» **Requirement**:
Below are some records. Return exactly the lines from the one containing "Target: evergreen foliage" through the one containing "Target: bird perched on branch", both included, and only those.

Items from a data source
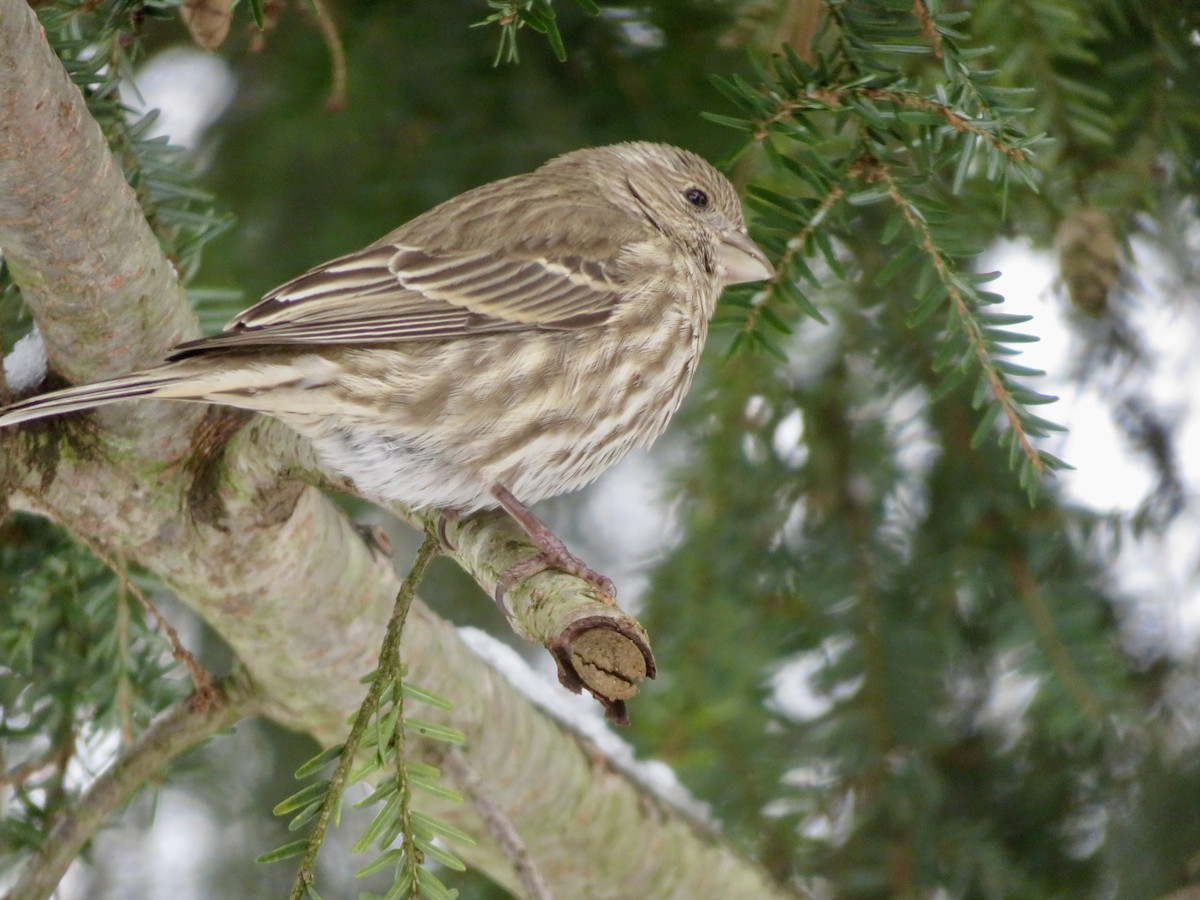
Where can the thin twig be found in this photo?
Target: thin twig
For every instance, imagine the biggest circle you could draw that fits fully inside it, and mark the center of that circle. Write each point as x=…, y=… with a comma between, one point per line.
x=498, y=823
x=336, y=101
x=1051, y=640
x=796, y=247
x=202, y=678
x=970, y=324
x=835, y=99
x=384, y=677
x=180, y=729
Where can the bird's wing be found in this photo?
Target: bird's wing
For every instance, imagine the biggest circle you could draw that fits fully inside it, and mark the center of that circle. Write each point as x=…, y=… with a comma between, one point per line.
x=393, y=292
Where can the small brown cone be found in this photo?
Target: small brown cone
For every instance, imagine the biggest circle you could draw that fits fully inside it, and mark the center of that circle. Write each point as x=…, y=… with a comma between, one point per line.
x=1089, y=258
x=208, y=21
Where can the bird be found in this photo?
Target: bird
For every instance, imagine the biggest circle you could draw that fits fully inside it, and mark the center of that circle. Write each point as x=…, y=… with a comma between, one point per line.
x=507, y=346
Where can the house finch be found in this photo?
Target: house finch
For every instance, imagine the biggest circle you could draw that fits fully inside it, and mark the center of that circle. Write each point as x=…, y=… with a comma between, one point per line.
x=513, y=342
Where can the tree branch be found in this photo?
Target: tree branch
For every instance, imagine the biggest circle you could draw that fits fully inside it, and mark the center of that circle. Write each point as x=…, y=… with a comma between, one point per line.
x=270, y=563
x=174, y=732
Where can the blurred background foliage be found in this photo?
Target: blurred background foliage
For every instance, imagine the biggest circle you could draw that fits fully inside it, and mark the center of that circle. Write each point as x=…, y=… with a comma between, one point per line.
x=886, y=670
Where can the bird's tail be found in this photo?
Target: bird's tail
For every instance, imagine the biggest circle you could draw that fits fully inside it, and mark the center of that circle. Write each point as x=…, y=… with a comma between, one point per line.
x=85, y=396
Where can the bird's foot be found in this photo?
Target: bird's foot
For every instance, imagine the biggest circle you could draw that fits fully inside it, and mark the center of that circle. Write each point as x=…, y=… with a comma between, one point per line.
x=553, y=553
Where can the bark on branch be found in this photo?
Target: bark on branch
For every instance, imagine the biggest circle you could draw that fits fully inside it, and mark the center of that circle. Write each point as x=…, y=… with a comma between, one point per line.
x=270, y=562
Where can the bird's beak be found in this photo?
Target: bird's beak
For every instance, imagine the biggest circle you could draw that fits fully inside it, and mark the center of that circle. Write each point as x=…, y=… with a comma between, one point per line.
x=741, y=259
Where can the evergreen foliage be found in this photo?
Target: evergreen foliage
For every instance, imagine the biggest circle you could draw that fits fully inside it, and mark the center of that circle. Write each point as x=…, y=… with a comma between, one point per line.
x=855, y=510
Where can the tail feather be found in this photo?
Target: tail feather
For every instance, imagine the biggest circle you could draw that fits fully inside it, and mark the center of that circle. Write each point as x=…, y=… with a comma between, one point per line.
x=85, y=396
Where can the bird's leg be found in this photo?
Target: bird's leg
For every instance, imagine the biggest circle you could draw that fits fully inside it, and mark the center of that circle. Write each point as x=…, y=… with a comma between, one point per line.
x=553, y=553
x=444, y=519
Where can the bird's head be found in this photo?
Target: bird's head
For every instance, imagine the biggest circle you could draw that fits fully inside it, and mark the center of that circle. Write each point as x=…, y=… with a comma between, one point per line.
x=683, y=197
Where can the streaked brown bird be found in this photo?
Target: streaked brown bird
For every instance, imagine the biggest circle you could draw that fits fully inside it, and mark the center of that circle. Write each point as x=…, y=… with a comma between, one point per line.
x=513, y=342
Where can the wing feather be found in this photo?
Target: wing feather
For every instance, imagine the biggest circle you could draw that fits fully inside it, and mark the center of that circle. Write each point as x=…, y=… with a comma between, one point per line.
x=396, y=292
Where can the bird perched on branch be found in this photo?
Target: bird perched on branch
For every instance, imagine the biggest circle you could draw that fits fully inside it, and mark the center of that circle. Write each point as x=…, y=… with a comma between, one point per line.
x=507, y=346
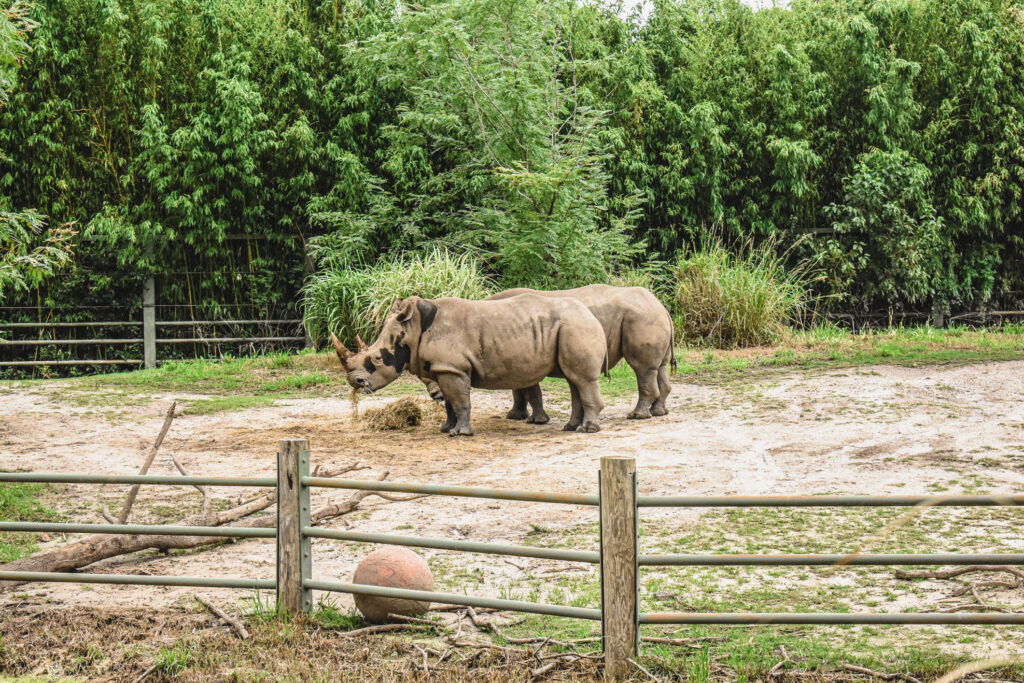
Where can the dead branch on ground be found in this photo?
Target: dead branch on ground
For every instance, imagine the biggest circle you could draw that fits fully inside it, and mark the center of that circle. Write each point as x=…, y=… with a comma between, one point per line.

» **Response**:
Target: evergreen foliage
For every instance, imagine the biggest circle you could draw that fits fully inside it, and mark the center of that circle. Write each point as x=…, y=… with a comma between, one point per line.
x=855, y=510
Where can the tail feather be found in this photo?
Target: tail feather
For every instance, imagine the biggest circle you could draw that fits fully inside it, and mark the center of that circle. Write each point as x=…, y=… with a comma between, one point per line.
x=85, y=396
Where can the bird's leg be found in this photo?
Target: bird's leg
For every instance, imagine the biggest circle you could draw that fits fully inside it, and mark the center of that circle. Write each point as x=…, y=… with a comma between, one point per line.
x=553, y=553
x=444, y=519
Where can the bird's head be found in this photo?
Target: bird's head
For every instance, imagine the biggest circle you could draw that fits fully inside it, and mark the center of that circle. Write each point as x=…, y=… with a comma between, one point per line.
x=683, y=197
Where can the streaked brown bird be found in this photo?
Target: streaked brown bird
For every instance, imagine the biggest circle you could draw that fits fully inside it, and mark the center of that circle. Write each point as x=…, y=… with a comma between, one point per line.
x=513, y=342
Where can the wing feather be found in this photo?
Target: wing feather
For every instance, imagine the biggest circle you could draw that fits fully inside it, and mark the center of that circle. Write each point as x=…, y=… with a comma between, one point per line.
x=396, y=292
Where can the bird perched on branch be found in this photo?
Target: bird perched on branch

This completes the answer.